> **RECORD EXCERPTS**

========================================================================

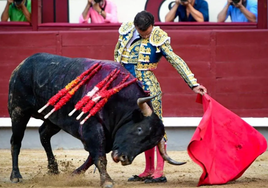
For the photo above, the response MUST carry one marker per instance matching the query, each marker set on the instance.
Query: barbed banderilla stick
(89, 95)
(68, 95)
(97, 96)
(107, 95)
(67, 88)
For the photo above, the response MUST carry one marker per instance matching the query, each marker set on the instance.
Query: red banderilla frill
(107, 95)
(71, 90)
(89, 95)
(90, 103)
(68, 87)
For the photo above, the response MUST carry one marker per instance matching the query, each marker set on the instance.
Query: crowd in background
(105, 11)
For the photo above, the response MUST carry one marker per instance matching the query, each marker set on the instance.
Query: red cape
(223, 144)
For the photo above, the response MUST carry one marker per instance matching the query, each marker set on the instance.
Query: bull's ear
(137, 116)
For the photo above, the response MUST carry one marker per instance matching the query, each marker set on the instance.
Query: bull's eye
(139, 130)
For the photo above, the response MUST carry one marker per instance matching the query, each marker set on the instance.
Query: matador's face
(145, 34)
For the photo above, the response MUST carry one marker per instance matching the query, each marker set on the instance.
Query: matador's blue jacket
(141, 57)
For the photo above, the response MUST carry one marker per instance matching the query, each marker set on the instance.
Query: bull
(126, 125)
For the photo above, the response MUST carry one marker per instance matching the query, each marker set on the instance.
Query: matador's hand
(200, 89)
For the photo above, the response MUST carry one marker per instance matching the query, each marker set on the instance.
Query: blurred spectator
(99, 11)
(239, 11)
(17, 10)
(189, 11)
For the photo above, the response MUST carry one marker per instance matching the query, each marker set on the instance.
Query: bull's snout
(120, 157)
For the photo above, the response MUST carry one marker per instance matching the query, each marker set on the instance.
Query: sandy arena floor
(33, 167)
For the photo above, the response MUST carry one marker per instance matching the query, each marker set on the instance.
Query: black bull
(120, 126)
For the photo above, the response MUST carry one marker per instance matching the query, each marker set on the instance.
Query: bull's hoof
(53, 168)
(15, 177)
(77, 172)
(108, 185)
(53, 172)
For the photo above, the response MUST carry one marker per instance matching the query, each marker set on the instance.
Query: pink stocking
(149, 159)
(160, 165)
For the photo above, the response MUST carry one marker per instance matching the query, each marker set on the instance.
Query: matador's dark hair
(143, 20)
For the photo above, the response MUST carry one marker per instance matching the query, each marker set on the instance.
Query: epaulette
(125, 28)
(158, 37)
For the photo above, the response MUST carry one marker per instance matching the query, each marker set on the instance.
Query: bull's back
(42, 75)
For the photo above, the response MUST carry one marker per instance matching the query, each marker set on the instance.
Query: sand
(33, 168)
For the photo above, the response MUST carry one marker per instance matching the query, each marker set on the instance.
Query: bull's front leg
(95, 142)
(105, 180)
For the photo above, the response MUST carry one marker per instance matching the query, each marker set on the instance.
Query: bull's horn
(145, 108)
(163, 152)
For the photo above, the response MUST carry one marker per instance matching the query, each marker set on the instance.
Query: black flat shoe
(138, 178)
(162, 179)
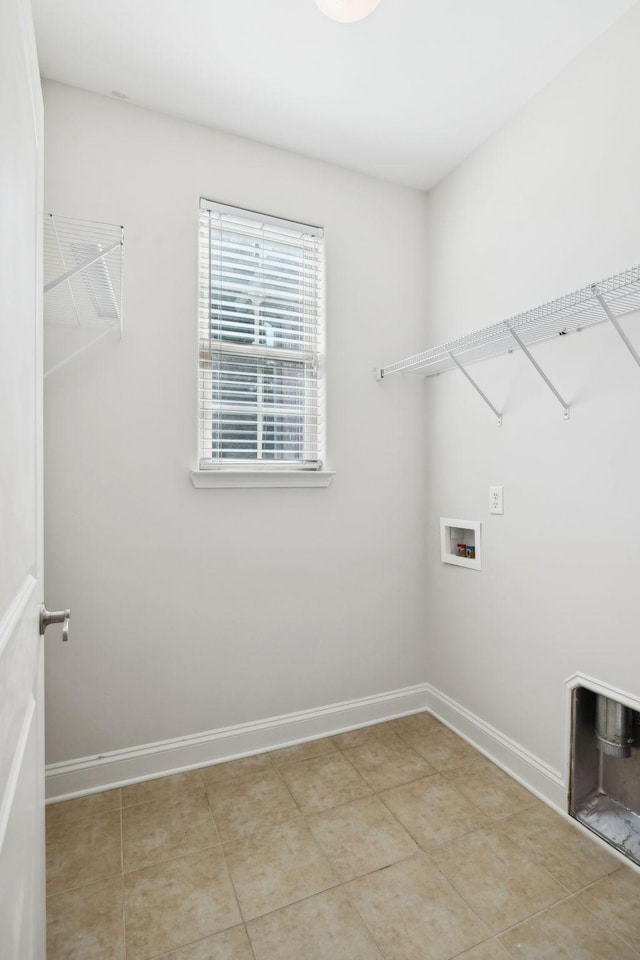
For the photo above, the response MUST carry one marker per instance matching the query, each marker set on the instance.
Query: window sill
(203, 479)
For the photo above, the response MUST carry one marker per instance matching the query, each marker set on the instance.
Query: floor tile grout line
(303, 817)
(88, 883)
(191, 943)
(597, 918)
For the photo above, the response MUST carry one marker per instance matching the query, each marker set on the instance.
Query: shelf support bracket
(536, 365)
(475, 386)
(616, 326)
(81, 266)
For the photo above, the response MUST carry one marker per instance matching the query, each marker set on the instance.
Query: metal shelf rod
(82, 266)
(536, 365)
(476, 387)
(616, 326)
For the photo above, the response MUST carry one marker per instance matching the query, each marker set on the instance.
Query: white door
(22, 890)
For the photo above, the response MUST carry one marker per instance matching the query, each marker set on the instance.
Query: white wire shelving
(608, 300)
(82, 263)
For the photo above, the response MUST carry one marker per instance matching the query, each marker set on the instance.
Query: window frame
(249, 472)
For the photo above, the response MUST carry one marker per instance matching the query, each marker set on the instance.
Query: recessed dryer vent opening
(605, 770)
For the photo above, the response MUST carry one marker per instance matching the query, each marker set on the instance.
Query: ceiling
(404, 95)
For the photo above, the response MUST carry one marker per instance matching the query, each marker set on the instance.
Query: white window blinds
(261, 340)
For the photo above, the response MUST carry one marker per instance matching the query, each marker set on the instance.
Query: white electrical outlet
(496, 501)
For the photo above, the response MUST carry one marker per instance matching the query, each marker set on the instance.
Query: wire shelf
(609, 299)
(82, 263)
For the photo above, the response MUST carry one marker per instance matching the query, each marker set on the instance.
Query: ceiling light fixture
(347, 11)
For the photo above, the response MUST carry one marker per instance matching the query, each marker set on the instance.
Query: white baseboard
(543, 780)
(74, 778)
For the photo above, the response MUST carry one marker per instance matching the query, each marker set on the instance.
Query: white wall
(196, 609)
(549, 204)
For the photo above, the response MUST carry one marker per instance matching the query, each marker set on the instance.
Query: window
(261, 334)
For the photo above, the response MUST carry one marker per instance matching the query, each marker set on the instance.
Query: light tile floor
(394, 842)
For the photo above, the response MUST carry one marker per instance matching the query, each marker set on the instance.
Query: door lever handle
(47, 617)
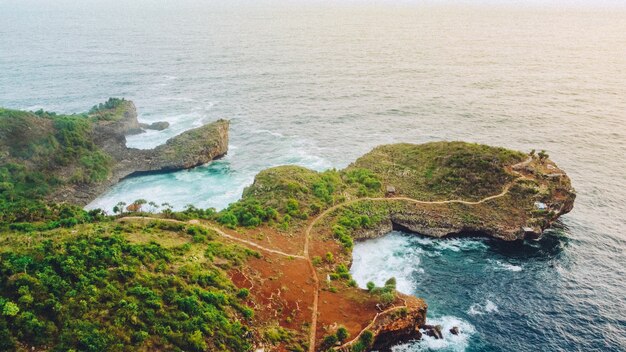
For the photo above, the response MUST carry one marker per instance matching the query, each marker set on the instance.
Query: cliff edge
(74, 158)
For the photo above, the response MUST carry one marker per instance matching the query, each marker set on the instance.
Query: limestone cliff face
(190, 149)
(395, 325)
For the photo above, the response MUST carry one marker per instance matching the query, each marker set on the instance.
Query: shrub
(342, 333)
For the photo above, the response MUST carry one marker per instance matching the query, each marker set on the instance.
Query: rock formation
(190, 149)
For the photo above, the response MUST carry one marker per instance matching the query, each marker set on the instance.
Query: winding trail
(307, 235)
(309, 228)
(219, 232)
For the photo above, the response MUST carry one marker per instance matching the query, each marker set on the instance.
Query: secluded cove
(284, 249)
(320, 85)
(474, 284)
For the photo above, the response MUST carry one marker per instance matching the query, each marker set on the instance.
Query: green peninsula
(270, 272)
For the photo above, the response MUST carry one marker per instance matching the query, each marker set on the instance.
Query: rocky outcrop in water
(190, 149)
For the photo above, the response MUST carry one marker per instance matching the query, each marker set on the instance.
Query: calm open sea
(320, 84)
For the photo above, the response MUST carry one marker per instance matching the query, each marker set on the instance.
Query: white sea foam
(450, 342)
(451, 244)
(478, 309)
(391, 256)
(498, 265)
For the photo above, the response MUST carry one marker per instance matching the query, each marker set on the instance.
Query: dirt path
(307, 235)
(309, 228)
(221, 233)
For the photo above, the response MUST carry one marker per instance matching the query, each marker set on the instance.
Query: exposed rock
(400, 325)
(190, 149)
(433, 331)
(157, 126)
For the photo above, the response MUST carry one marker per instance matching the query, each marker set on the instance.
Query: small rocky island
(41, 141)
(268, 273)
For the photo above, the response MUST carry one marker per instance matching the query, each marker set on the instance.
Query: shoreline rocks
(191, 148)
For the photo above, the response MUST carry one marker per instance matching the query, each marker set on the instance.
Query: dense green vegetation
(41, 152)
(441, 170)
(110, 110)
(96, 291)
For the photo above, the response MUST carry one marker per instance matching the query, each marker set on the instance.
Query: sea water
(318, 84)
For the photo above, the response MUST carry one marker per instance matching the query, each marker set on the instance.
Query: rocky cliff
(74, 158)
(190, 149)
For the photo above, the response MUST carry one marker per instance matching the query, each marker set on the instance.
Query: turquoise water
(320, 84)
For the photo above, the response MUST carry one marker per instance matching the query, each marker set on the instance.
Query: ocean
(319, 84)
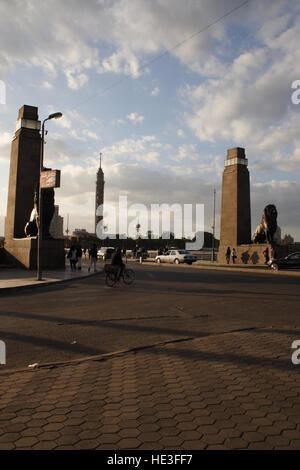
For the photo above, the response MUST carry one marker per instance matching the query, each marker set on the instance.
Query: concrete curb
(237, 268)
(15, 289)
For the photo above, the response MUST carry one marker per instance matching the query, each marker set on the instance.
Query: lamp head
(55, 116)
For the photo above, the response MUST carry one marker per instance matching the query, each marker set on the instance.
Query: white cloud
(46, 85)
(135, 118)
(155, 91)
(90, 134)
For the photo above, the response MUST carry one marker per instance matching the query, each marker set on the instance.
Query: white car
(105, 252)
(176, 256)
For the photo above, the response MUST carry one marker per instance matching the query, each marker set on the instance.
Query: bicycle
(127, 275)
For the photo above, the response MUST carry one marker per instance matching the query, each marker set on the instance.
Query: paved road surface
(166, 302)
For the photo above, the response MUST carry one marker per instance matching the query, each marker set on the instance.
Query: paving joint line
(106, 356)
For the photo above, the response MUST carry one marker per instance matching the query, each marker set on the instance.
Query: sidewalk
(15, 279)
(237, 390)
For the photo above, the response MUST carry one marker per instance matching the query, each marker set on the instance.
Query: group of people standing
(75, 256)
(268, 254)
(232, 254)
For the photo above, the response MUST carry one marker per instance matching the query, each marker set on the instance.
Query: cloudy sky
(162, 88)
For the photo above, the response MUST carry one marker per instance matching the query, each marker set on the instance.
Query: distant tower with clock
(99, 199)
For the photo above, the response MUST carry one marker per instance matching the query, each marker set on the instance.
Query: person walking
(93, 258)
(228, 253)
(79, 256)
(72, 255)
(116, 260)
(266, 255)
(233, 255)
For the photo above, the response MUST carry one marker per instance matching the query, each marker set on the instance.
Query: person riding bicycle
(116, 260)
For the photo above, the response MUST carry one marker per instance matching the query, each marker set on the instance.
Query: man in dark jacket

========================================================================

> **REQUEST**
Which lines of the rows above contain the word "water"? Pull out each of them in full.

> **ANSWER TO THIS PROBLEM**
Query: rocky outcrop in water
Query: sea water
Query: turquoise water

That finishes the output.